_AVAILABLE RECORDS:_
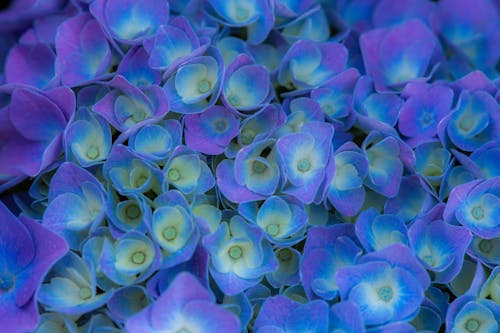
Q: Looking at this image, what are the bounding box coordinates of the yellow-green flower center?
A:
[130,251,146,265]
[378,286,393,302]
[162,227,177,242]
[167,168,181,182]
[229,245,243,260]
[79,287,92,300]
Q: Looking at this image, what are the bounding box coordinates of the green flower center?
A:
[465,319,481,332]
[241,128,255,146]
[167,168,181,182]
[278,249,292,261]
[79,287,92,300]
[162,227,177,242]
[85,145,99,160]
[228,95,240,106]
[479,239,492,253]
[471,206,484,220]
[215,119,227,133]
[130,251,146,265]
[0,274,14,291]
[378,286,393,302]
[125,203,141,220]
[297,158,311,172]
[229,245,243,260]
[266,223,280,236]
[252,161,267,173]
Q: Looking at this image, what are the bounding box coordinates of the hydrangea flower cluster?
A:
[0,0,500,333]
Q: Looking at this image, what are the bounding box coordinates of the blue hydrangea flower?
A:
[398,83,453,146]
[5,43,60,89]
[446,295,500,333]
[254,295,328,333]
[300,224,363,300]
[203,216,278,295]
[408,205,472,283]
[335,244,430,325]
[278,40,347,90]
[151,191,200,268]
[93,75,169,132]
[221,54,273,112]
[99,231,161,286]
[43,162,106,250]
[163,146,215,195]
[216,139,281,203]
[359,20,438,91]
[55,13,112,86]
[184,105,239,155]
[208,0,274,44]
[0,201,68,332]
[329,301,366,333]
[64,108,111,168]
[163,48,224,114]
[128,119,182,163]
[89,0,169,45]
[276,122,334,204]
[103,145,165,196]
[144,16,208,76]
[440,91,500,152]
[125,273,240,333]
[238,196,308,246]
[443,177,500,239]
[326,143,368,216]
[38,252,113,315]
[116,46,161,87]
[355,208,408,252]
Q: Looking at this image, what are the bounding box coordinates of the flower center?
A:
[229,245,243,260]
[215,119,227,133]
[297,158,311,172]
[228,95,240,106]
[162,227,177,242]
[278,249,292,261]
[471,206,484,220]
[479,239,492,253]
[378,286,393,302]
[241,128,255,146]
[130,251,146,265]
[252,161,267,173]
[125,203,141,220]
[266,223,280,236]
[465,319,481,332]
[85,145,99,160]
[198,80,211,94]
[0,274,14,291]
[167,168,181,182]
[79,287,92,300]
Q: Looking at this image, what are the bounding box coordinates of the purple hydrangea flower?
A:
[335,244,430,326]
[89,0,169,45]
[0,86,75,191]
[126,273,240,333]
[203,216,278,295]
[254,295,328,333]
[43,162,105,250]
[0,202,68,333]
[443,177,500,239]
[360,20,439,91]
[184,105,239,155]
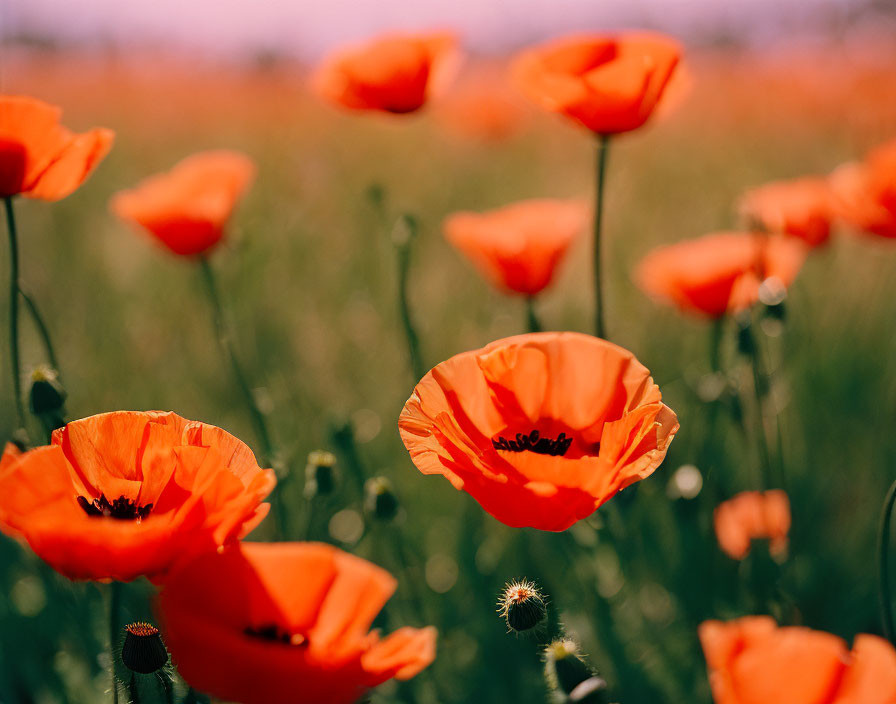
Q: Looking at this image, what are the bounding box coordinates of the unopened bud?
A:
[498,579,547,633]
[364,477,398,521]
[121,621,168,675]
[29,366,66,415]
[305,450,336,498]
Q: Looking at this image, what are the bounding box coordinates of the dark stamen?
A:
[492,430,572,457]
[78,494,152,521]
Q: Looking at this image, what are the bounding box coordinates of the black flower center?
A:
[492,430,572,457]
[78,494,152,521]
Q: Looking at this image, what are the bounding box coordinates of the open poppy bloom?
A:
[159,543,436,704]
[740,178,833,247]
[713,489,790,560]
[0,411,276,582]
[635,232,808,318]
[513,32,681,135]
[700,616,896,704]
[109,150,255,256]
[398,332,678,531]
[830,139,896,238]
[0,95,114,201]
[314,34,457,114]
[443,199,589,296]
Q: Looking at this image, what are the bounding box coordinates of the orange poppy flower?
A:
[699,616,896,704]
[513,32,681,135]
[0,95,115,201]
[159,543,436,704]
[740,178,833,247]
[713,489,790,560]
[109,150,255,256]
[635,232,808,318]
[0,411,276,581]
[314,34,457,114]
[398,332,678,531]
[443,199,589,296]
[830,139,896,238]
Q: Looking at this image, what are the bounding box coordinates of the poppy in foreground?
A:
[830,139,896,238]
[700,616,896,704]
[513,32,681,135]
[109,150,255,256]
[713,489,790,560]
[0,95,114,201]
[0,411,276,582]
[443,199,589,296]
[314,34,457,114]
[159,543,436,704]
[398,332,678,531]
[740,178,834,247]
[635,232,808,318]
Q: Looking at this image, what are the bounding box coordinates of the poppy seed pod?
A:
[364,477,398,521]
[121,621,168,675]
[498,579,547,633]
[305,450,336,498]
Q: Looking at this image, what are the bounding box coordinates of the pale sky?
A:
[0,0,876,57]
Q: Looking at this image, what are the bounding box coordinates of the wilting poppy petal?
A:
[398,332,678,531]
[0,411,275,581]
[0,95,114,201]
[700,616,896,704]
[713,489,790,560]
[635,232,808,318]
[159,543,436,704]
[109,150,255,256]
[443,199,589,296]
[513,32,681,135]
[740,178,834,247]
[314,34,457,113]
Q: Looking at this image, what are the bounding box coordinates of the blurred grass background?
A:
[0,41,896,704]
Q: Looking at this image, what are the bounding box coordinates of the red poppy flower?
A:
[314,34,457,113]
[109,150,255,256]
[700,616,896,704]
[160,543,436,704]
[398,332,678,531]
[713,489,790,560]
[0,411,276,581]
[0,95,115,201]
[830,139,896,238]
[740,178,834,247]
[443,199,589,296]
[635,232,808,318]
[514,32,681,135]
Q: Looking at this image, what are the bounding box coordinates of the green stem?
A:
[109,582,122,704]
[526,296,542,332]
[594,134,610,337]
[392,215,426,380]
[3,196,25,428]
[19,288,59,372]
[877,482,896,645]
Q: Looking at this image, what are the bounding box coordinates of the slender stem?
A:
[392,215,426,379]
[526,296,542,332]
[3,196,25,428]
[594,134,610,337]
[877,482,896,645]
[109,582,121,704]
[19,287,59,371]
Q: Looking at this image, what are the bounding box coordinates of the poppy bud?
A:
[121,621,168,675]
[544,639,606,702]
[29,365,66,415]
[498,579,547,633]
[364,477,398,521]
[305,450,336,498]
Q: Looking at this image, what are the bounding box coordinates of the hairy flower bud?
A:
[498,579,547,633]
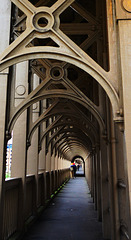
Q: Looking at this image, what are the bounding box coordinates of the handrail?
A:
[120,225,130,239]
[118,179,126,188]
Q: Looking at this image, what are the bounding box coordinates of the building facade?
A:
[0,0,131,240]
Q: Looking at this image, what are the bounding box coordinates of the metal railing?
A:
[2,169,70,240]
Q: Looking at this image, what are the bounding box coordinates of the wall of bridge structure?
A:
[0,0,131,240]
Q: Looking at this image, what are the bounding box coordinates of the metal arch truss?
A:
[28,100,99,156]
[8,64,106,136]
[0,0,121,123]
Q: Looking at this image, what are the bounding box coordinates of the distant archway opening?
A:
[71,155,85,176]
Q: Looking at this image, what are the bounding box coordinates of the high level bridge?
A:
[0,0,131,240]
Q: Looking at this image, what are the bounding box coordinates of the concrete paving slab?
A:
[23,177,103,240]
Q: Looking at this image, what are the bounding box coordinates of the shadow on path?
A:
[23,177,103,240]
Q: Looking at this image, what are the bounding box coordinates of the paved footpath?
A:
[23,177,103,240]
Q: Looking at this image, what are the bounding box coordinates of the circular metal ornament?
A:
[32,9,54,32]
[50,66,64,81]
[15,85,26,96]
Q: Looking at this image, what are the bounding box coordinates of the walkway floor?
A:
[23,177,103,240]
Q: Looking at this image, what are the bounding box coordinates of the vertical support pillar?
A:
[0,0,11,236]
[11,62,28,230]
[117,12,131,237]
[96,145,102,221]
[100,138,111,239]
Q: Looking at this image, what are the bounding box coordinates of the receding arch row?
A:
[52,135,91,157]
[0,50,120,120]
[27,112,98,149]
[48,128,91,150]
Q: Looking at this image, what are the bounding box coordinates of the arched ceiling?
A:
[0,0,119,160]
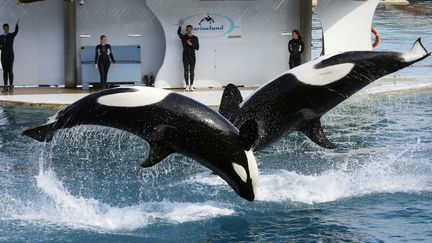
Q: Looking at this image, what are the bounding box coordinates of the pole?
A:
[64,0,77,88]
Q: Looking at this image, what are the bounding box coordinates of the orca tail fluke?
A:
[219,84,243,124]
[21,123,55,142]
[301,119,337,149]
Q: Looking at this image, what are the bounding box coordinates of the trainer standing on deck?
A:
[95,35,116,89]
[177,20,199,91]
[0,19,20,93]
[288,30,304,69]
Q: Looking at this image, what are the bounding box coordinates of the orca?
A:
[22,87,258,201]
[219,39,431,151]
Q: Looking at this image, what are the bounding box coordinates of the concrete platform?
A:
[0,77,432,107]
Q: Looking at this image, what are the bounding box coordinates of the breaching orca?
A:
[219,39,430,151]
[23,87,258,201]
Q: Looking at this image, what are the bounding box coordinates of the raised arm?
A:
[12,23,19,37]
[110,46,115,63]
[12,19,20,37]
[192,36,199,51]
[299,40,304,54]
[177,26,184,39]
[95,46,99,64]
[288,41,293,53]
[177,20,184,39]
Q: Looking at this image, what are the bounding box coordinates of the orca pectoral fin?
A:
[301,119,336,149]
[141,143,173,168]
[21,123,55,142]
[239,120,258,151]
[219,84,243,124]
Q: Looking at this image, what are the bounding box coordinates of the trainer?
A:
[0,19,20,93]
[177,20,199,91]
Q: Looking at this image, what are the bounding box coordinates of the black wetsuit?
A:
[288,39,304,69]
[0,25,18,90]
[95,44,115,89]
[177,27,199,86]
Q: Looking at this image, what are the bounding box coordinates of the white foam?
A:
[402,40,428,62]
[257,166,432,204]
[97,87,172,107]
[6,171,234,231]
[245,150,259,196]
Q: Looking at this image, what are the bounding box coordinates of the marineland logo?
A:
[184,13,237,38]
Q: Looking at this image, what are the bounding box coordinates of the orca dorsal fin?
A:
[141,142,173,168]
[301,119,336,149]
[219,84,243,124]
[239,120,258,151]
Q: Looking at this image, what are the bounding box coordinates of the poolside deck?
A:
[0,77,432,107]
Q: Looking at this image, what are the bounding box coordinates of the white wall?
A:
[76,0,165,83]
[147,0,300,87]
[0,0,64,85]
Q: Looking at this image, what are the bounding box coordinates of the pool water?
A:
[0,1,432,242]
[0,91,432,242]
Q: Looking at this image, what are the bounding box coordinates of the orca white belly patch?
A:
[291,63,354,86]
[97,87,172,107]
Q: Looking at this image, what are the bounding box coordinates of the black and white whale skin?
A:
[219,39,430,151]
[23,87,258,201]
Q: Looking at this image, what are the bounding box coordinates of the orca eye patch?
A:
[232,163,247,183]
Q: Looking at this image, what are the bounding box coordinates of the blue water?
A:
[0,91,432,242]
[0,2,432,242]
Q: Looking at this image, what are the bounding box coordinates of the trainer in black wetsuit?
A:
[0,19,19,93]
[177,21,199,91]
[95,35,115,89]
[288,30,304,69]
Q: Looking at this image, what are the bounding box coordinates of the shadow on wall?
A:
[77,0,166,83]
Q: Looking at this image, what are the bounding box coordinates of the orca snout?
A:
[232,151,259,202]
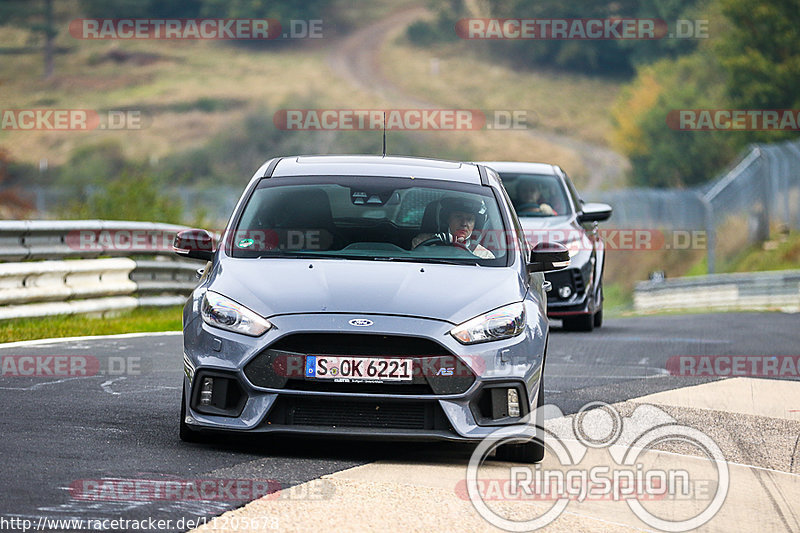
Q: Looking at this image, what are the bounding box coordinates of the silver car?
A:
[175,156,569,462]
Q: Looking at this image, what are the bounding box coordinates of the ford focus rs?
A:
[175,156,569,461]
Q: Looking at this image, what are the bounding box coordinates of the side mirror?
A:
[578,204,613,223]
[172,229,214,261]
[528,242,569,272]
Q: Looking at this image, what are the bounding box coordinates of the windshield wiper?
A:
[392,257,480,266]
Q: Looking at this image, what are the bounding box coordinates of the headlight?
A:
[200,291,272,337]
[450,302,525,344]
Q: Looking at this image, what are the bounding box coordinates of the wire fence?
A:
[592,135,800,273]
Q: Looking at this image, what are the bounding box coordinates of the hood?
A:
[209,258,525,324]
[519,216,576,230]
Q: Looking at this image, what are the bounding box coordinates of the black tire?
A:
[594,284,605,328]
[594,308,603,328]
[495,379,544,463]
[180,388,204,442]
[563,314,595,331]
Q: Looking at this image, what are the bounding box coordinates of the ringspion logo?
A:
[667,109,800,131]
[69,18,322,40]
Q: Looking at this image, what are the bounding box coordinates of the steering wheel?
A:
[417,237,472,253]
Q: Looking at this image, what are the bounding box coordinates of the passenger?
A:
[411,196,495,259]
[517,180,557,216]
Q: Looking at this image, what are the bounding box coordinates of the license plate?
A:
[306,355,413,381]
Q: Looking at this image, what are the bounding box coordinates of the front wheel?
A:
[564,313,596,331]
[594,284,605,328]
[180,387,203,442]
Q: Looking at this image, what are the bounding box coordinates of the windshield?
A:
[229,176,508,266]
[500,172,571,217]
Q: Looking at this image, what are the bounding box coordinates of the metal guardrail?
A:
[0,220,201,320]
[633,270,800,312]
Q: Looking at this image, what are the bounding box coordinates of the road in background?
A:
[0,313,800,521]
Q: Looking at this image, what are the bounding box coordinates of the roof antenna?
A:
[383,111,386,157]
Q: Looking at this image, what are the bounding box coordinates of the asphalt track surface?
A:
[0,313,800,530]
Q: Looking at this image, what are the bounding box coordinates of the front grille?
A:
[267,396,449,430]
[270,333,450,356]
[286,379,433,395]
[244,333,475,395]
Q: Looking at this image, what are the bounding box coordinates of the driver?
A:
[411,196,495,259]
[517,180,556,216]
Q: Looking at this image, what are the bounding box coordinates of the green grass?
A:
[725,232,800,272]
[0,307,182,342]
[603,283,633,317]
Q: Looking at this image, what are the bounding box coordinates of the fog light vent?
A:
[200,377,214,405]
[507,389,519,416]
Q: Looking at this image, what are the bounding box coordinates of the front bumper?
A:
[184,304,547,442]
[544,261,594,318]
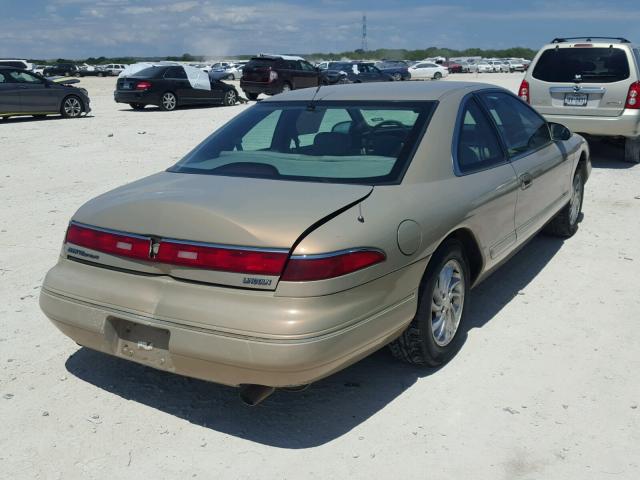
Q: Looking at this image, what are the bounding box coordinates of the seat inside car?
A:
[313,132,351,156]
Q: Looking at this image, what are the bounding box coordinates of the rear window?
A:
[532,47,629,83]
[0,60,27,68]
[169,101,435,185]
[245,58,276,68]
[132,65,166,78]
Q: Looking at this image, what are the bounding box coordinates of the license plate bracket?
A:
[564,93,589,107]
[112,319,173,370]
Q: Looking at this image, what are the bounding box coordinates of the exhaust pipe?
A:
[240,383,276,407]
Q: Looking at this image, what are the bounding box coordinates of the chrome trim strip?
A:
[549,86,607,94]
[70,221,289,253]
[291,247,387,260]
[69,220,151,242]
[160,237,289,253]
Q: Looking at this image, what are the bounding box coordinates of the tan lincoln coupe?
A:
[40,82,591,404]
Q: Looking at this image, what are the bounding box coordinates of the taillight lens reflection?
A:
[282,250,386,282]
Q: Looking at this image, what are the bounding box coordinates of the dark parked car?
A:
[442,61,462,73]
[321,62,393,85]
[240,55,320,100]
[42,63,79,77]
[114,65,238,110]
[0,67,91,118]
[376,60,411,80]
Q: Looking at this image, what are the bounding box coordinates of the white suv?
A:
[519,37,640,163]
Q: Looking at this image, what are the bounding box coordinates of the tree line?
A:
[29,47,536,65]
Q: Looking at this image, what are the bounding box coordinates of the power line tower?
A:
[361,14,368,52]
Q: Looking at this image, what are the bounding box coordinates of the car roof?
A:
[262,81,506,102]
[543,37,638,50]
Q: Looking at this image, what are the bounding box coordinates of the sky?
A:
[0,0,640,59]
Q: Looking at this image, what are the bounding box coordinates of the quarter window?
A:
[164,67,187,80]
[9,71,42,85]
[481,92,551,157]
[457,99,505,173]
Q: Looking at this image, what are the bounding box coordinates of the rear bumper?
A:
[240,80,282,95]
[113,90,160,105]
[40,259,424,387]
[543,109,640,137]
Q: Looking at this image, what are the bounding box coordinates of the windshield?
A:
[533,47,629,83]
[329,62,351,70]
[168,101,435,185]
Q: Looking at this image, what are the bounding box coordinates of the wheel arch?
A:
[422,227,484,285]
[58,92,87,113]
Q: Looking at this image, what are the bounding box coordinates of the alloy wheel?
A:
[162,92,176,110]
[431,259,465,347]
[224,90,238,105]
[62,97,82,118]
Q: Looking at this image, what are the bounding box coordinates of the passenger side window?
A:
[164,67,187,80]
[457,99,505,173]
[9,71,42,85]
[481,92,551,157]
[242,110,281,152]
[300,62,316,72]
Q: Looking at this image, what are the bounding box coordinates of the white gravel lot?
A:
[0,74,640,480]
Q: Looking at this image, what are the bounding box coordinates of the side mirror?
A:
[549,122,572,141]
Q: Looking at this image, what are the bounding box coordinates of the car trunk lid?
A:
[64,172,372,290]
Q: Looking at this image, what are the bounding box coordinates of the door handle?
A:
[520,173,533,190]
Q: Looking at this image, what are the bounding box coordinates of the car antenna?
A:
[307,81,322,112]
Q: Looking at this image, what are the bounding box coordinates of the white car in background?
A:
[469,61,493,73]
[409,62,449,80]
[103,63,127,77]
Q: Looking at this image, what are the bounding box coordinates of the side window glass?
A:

_GIVEN EXERCISE:_ Rewrite the part of the records that opens with the line containing "the raised arm?" and closes with the line containing "[0,2,432,242]", putting "killer whale" wherever "orca" appears and leaving everything else unchanged.

_SOLUTION TO THIS EXERCISE:_
Q: Looking at this image, what are the bounding box coordinates of the raised arm?
A:
[12,23,19,37]
[110,46,115,63]
[12,19,20,37]
[192,36,199,51]
[299,40,304,54]
[177,26,184,39]
[95,46,99,64]
[288,41,293,53]
[177,20,184,39]
Q: Looking at this image, what are the bounding box coordinates of the killer whale pectoral fin?
A:
[301,119,336,149]
[141,143,173,168]
[21,123,55,142]
[239,120,258,151]
[219,84,243,124]
Q: Looking at this image, what are the bounding box coordinates of the trainer?
A:
[0,19,20,93]
[177,20,199,91]
Q: Looking at this image, what are the bounding box coordinates of the black wetsuit?
A:
[288,39,304,69]
[0,25,18,90]
[95,44,115,89]
[177,27,199,86]
Q: Looking at this image, what are the bounding box coordinates of the white foam?
A:
[402,40,428,62]
[257,166,432,204]
[97,87,172,107]
[6,171,234,231]
[245,150,259,196]
Q: Looking at this image, what are the bounding box coordinates of the marineland logo?
A:
[184,13,237,38]
Q: Looking at this image, what are the bounding box coordinates of the killer whale dorsal fin?
A:
[141,142,173,168]
[301,119,336,149]
[219,84,243,124]
[239,120,258,151]
Q: Looking at this image, what are the bounding box coordinates of the poolside deck?
A:
[0,77,432,107]
Q: Looking at this image, what are the bounding box coordinates of the white wall?
A:
[76,0,165,83]
[147,0,300,87]
[0,0,64,85]
Q: Looking at this image, what are the bounding box coordinates of the pool water?
A:
[0,1,432,242]
[0,91,432,242]
Q: Looking at this image, what are the bounding box coordinates of the killer whale white belly patch?
A:
[291,63,354,86]
[97,87,172,107]
Q: Looking at this image, what are the bounding box coordinates of the black and white whale skin?
A:
[219,39,430,151]
[23,87,258,201]
Q: Looking at this image, what are the bounding box coordinates of the killer whale eye patch?
A:
[232,163,247,183]
Q: Looking at this image, what are the bounding box coordinates of the blue water?
A:
[0,91,432,242]
[0,2,432,242]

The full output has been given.